**WHAT THE TASK REQUIRES:**
Copy the records from the line with "-- sample [123,58]." to the line with "Target: sunlit pavement", putting "sidewalk" in place of "pavement" and leaving everything else the same.

**DATASET ROWS:**

------------------------

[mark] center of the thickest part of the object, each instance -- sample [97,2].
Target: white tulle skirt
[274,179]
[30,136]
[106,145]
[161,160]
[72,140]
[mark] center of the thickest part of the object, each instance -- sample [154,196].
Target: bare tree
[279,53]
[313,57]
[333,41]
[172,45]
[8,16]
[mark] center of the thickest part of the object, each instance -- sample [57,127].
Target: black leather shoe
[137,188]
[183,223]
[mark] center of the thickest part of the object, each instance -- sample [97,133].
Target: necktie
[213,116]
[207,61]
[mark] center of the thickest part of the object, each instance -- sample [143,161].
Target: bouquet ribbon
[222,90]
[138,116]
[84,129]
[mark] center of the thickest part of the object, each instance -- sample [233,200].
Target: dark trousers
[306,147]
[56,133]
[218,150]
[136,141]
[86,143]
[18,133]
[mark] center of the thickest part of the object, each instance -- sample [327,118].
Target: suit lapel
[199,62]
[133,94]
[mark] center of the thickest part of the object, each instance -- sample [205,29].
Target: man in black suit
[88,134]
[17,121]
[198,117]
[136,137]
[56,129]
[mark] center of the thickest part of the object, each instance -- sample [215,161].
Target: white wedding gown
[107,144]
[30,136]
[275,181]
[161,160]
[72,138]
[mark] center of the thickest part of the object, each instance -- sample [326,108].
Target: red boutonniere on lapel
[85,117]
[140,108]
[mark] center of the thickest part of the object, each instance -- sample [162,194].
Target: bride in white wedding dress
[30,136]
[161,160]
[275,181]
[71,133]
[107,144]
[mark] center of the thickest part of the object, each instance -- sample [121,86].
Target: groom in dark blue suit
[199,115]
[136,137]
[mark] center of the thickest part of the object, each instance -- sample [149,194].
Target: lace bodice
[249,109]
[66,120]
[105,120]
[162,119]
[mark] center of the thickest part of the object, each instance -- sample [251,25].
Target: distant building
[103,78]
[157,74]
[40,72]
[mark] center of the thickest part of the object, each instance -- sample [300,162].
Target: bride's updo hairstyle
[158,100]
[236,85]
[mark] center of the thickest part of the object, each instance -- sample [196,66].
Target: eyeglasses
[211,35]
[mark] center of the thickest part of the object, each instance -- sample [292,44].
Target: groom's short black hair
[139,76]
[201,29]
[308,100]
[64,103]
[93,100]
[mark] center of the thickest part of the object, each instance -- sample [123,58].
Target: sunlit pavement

------------------------

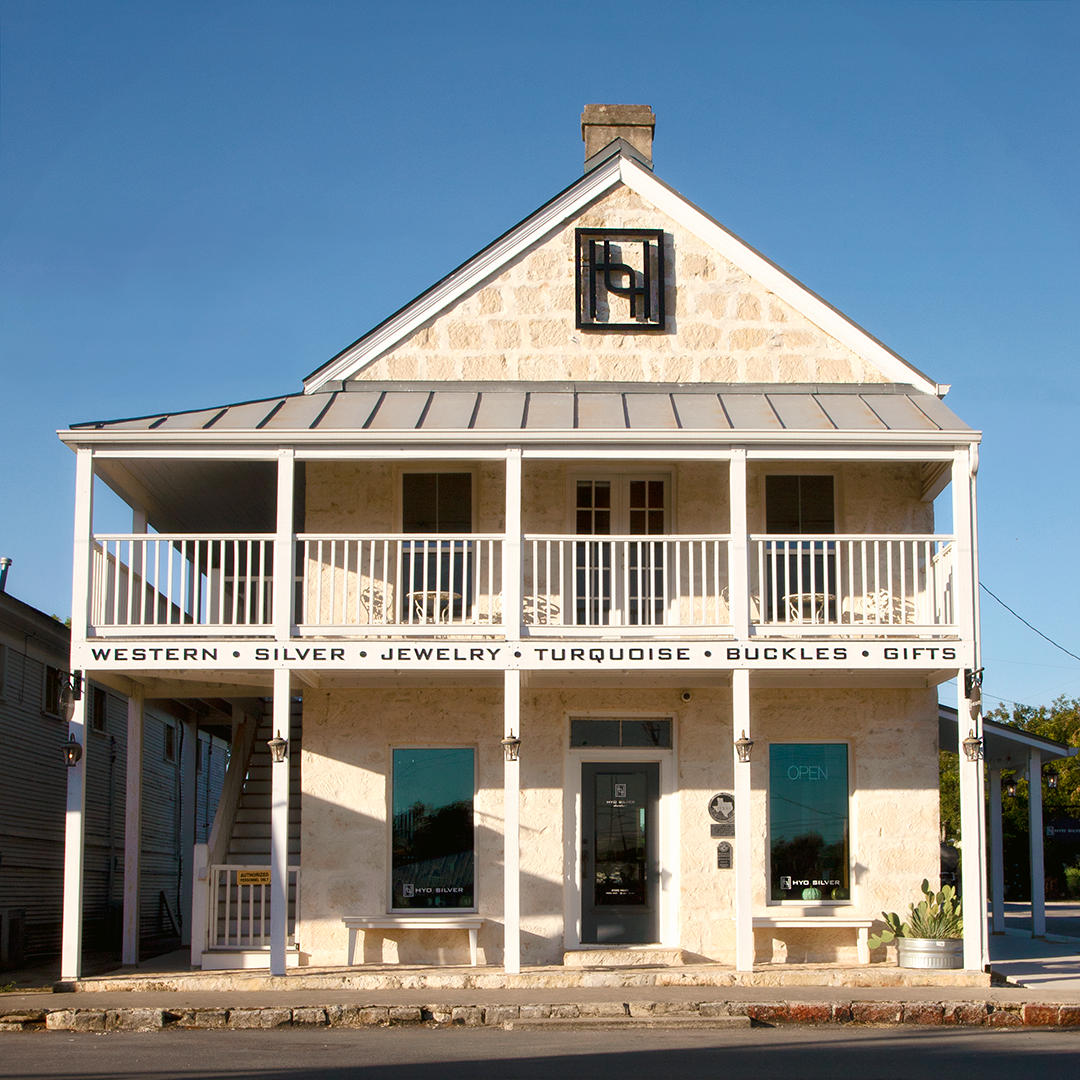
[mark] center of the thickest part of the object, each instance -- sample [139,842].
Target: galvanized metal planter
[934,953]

------------------------

**OUTPUT FOR THIS TASK:**
[mark] center of the thickest part of the object, each instance -- sample [123,58].
Target: sunlit sidewalk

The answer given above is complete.